Purchased in 2008 and named after the late Dr. Arthur N. Langford, founding president of the Land Trust, this 186 acre reserve has exceptionally high conservation value. Largely forested, and containing extensive wetland habitats, this site nourishes several watersheds maintaining a good supply of water in local streams, rivers, and in the water table.
The Arthur Langford Nature Reserve is located near the town of Frogmore in the western part of Norfolk County. Entry is gained from the Barth Sideroad between Regional Road 23 and Regional Road 28.
The Jackson – Gunn Old Growth Forest
In December 2004, LPBLT secured its first reserve and one of the most spectacular old growth forests remaining in southern Ontario. Only 0.07 percent of southern Ontario’s original “old-growth forest” (i.e. stands of trees over 120 years old) still exist and there are few examples as spectacular as this. The Jackson-Gunn Old Growth Forest is an American Beech /Sugar Maple community comprised of many trees which are older than 280 years.

» **Problem a**:
Return the passage on the nature reserves in full, word for word.
The passage on the nature reserves and the records that follow it have nothing to do with each other.

» **Given records**:
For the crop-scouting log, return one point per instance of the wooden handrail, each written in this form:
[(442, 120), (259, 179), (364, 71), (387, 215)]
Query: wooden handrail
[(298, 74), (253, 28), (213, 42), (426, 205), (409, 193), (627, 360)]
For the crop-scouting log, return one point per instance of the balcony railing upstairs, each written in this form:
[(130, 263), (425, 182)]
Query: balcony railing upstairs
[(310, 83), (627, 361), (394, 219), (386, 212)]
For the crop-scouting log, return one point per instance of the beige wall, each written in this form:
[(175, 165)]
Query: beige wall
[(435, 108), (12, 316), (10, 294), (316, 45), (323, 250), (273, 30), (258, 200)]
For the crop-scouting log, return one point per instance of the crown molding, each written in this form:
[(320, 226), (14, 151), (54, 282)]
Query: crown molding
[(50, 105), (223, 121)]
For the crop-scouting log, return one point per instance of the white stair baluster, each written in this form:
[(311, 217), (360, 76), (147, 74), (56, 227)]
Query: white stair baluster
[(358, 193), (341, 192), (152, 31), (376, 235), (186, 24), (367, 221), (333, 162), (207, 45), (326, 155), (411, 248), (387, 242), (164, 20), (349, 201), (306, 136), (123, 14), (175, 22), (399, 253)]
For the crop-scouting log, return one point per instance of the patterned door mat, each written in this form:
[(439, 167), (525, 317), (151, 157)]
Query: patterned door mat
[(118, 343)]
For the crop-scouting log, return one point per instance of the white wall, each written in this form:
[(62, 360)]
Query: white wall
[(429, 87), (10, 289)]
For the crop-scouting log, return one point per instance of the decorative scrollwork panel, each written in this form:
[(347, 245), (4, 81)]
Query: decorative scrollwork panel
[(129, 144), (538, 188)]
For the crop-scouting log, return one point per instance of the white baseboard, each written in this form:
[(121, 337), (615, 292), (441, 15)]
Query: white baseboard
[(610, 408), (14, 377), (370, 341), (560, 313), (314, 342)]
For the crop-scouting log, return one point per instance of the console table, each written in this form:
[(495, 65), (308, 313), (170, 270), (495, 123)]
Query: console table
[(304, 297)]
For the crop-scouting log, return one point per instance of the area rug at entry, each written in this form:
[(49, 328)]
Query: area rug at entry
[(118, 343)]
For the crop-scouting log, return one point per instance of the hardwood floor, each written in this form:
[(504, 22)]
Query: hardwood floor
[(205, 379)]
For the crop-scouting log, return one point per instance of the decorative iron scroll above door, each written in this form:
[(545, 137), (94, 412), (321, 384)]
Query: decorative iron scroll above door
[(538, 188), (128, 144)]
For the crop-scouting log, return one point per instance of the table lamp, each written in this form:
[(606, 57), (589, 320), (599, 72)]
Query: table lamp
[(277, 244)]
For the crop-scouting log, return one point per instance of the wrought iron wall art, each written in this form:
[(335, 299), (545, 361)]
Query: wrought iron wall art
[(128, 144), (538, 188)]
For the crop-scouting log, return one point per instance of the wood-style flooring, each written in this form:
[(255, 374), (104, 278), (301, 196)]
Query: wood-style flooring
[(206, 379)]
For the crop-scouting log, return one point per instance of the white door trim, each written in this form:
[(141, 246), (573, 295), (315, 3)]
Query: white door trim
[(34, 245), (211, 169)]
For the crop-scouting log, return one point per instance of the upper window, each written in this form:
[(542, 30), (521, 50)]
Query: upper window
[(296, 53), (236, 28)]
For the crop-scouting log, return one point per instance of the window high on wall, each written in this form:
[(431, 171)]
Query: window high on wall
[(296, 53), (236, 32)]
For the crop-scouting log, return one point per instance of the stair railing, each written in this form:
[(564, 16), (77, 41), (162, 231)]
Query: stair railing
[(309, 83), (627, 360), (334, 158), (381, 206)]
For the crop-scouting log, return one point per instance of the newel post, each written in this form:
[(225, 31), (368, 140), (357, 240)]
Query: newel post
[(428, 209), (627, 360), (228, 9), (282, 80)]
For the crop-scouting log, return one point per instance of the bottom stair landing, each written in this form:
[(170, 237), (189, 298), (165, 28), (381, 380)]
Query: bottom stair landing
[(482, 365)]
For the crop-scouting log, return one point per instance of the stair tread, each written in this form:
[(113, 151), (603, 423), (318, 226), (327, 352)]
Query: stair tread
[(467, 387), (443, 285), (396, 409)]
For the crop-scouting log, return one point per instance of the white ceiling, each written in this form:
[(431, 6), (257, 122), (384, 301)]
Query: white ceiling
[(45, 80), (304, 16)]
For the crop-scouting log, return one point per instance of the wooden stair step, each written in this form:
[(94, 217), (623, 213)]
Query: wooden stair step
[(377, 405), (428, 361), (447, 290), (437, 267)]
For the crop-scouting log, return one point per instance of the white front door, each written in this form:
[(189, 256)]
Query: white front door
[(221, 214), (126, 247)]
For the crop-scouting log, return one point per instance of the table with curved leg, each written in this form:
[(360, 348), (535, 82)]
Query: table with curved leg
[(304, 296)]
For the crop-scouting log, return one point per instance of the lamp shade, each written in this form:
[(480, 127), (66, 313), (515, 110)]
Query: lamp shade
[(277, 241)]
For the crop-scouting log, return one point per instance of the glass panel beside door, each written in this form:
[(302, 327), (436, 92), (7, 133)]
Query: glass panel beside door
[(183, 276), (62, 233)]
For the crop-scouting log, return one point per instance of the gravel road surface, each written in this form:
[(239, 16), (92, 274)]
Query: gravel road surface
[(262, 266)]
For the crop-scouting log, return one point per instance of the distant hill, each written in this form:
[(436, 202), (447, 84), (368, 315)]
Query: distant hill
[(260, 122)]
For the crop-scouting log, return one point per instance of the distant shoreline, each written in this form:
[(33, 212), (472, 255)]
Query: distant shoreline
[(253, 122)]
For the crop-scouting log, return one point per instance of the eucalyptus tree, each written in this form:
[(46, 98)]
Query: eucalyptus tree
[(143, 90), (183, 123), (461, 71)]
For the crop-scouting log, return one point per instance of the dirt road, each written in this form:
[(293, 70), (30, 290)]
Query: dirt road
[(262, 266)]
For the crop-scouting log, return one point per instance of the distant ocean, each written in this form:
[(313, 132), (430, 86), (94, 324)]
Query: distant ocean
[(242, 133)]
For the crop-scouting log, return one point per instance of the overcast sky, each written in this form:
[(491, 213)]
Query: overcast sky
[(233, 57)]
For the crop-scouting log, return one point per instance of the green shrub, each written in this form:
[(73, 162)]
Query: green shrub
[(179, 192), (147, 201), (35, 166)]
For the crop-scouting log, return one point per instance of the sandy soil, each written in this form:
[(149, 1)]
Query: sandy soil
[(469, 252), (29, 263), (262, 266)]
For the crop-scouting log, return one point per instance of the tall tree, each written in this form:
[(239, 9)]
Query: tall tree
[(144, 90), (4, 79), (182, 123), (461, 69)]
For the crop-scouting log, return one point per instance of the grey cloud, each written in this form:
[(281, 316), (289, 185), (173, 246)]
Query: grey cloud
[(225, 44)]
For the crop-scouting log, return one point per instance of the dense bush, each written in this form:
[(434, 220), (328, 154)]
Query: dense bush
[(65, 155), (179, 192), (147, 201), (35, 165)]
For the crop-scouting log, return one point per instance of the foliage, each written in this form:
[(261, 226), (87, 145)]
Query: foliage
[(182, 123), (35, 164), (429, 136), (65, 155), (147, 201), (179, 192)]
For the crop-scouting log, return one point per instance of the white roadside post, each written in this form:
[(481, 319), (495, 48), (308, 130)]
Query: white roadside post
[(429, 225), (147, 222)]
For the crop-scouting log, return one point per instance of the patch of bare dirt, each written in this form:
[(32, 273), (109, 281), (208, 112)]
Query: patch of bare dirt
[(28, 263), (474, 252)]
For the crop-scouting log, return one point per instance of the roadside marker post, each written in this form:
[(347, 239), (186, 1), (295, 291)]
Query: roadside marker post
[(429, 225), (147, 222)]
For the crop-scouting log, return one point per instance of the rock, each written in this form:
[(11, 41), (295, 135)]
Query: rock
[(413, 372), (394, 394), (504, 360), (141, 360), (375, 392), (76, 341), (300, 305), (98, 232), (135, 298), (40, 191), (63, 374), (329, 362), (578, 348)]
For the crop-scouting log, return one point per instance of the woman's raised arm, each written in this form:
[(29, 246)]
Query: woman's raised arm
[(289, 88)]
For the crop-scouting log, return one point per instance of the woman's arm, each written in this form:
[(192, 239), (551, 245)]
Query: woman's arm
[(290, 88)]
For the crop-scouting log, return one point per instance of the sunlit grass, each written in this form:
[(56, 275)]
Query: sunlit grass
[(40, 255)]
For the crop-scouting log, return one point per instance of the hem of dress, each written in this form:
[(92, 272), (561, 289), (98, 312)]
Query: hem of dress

» **Problem b**:
Please rename "newel post" to "banister post" in the records from the line with "of the window" to the line with "[(45, 80), (304, 16)]", and give back only those lines, with everything else unchanged.

» **Result a**:
Purchased in 2008 and named after the late Dr. Arthur N. Langford, founding president of the Land Trust, this 186 acre reserve has exceptionally high conservation value. Largely forested, and containing extensive wetland habitats, this site nourishes several watersheds maintaining a good supply of water in local streams, rivers, and in the water table.
The Arthur Langford Nature Reserve is located near the town of Frogmore in the western part of Norfolk County. Entry is gained from the Barth Sideroad between Regional Road 23 and Regional Road 28.
The Jackson – Gunn Old Growth Forest
In December 2004, LPBLT secured its first reserve and one of the most spectacular old growth forests remaining in southern Ontario. Only 0.07 percent of southern Ontario’s original “old-growth forest” (i.e. stands of trees over 120 years old) still exist and there are few examples as spectacular as this. The Jackson-Gunn Old Growth Forest is an American Beech /Sugar Maple community comprised of many trees which are older than 280 years.

» **Result b**:
For the crop-scouting log, return one point per instance of the window high on wall, each written in this form:
[(431, 171)]
Query: window high on wall
[(296, 53), (236, 32)]
For the crop-scouting log, return one point per instance of the stair railing, each written in this form:
[(564, 16), (77, 41), (162, 231)]
Query: stair railing
[(309, 83), (627, 360), (334, 158), (381, 206)]
For the crop-scouting log, return one point per instance of the banister post, each written in this form:
[(225, 31), (368, 140), (357, 240)]
Query: banister post
[(428, 209), (627, 360), (228, 9), (282, 80)]
For the crop-scouting log, return one point per instance of the bottom stair landing, each written in this form:
[(170, 237), (189, 298), (165, 28), (381, 380)]
Query: bottom stair landing
[(482, 365)]
For the crop-scouting log, return one point per instance of the stair tread, each written in this form:
[(113, 151), (603, 423), (318, 226), (327, 352)]
Query: stair tread
[(467, 387), (443, 285), (396, 409)]
For the crop-scouting log, return one point per instance of the white ceiling, each written in this form:
[(431, 6), (257, 122), (384, 301)]
Query: white ceiling
[(45, 80), (304, 16)]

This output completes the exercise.